** Begin RECORDS PROVIDED **

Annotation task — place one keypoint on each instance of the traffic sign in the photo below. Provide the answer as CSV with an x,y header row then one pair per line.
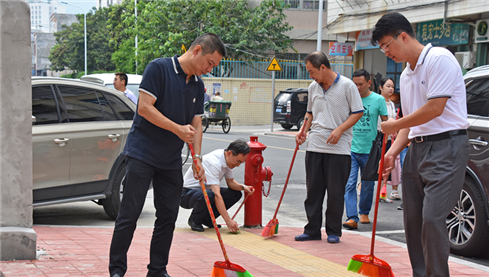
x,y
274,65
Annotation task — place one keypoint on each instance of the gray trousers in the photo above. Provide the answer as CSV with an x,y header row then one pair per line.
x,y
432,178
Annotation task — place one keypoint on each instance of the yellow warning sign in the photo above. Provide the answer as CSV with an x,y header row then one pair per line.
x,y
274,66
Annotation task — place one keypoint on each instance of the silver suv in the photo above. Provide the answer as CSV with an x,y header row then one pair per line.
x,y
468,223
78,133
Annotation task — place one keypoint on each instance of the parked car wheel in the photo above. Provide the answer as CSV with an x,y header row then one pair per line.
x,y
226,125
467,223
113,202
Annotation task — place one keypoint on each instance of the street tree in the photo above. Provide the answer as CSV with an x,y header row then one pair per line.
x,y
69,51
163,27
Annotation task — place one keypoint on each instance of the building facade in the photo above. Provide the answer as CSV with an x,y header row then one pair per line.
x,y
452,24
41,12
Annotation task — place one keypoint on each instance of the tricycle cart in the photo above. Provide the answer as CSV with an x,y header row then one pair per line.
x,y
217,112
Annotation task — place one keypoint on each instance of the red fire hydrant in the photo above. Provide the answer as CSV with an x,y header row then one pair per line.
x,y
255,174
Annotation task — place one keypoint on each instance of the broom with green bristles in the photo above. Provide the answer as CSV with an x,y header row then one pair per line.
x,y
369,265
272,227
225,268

** End RECORDS PROVIDED **
** Begin RECORDS PROVIDED **

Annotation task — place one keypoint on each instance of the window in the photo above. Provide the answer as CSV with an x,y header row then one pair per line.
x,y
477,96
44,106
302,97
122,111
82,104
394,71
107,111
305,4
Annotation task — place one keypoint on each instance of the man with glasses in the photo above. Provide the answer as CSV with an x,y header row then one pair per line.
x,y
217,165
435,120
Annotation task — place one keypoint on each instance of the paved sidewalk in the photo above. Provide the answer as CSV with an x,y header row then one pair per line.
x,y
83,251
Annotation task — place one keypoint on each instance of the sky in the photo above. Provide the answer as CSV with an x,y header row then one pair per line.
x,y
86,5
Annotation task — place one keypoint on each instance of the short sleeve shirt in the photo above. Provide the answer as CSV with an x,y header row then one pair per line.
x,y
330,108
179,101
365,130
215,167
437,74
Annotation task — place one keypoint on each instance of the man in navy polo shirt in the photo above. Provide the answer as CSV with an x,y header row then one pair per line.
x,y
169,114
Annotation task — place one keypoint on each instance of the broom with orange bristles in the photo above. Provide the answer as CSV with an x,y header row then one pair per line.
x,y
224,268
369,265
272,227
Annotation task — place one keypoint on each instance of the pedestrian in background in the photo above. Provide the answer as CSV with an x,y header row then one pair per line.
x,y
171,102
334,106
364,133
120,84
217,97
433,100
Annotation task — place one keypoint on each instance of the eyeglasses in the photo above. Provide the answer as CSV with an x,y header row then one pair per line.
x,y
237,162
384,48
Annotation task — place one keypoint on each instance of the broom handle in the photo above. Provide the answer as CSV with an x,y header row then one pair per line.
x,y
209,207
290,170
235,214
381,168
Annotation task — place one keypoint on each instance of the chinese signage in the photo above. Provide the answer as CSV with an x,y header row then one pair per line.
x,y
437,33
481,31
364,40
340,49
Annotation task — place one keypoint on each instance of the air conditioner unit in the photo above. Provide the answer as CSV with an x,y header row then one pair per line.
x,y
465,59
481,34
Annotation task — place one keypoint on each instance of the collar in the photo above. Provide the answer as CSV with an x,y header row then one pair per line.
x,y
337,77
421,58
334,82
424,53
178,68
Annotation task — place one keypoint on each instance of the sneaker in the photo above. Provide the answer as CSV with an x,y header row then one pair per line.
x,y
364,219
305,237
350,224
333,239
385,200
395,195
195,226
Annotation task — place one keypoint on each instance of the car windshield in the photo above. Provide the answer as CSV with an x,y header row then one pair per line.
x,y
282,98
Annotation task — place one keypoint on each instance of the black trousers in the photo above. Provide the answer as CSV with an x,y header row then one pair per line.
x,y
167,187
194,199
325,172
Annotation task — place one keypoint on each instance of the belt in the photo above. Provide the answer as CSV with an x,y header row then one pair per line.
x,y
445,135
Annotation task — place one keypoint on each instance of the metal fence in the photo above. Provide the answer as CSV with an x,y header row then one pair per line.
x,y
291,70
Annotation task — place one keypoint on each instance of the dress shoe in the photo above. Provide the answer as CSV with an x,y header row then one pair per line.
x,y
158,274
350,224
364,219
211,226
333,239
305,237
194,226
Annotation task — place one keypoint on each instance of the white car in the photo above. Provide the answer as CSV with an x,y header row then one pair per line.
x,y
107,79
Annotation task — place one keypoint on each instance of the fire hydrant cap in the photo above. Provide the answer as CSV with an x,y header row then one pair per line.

** End RECORDS PROVIDED **
** Begin RECORDS PROVIDED **

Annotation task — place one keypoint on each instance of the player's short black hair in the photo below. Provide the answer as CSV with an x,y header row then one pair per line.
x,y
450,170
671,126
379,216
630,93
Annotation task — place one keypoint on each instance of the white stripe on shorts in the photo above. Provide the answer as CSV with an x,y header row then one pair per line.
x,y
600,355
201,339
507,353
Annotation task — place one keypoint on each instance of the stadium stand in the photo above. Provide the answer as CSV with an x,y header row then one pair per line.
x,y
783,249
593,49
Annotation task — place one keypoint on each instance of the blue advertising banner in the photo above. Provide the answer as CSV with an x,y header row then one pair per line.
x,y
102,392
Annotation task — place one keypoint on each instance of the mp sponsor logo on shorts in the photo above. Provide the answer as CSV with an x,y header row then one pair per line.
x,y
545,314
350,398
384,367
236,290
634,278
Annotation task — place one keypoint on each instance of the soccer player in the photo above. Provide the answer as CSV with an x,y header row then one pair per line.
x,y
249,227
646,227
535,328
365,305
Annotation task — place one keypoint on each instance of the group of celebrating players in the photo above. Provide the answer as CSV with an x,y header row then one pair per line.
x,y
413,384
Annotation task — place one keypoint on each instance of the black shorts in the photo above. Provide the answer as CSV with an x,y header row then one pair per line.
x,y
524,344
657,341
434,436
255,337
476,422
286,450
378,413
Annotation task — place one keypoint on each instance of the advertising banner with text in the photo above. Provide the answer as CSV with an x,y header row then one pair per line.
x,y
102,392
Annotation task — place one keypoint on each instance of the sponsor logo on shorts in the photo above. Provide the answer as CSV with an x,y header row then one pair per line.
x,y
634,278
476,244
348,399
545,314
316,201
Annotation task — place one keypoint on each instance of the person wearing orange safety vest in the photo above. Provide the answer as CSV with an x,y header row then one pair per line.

** End RECORDS PROVIDED **

WHAT THE TASK ASKS:
Rewrite the entries from the line containing "the black shorts" through the line containing "of the person", both of those lines included, keeping every text line unchanged. Shift each keypoint coordinate in the answers by adding 133 to every x and y value.

RESULT:
Annotation task — place one keypoint on each instance of the black shorts in the photo above. Provide the answer as CSV with an x,y header row then one pair per line.
x,y
657,477
790,474
567,569
388,470
609,555
419,583
511,546
Annotation task — place one keypoint on each instance of the advertising banner with text in the photo above. Provide the answer as CSV with an x,y header row then one pair per line.
x,y
235,525
Annotation task — place one keypoint on each instance of the sponsor logo on shorts in the photo above. Provide the answer as CSV with an x,y header row then one pair per line.
x,y
767,411
609,377
481,532
678,447
449,334
Annotation task — place one keypoint on each instance of the person wearing orange safety vest in the photo above. Provide the answer as CSV with an x,y header row then one pair per line.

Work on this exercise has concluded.